What the task asks -
Repeat the following records line for line, without the pictures.

------ Supplied material

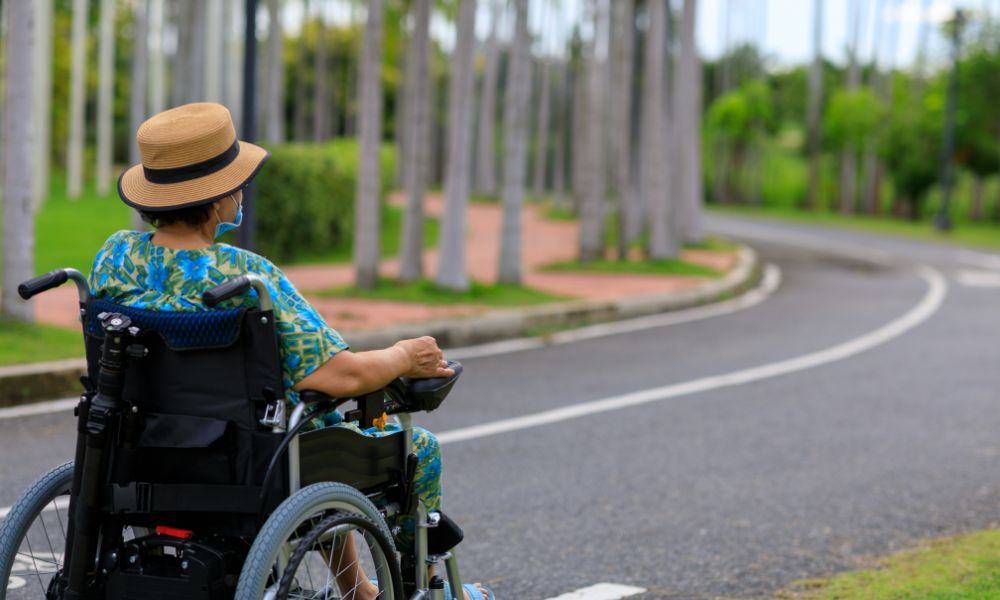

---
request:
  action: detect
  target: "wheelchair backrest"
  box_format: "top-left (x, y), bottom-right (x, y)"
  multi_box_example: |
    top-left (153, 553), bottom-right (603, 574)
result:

------------

Task output -
---
request:
  action: detect
  target: "wheelchair backrest"
  box_format: "top-left (x, y), bottom-right (x, y)"
  multi_box_example: |
    top-left (153, 553), bottom-right (603, 574)
result:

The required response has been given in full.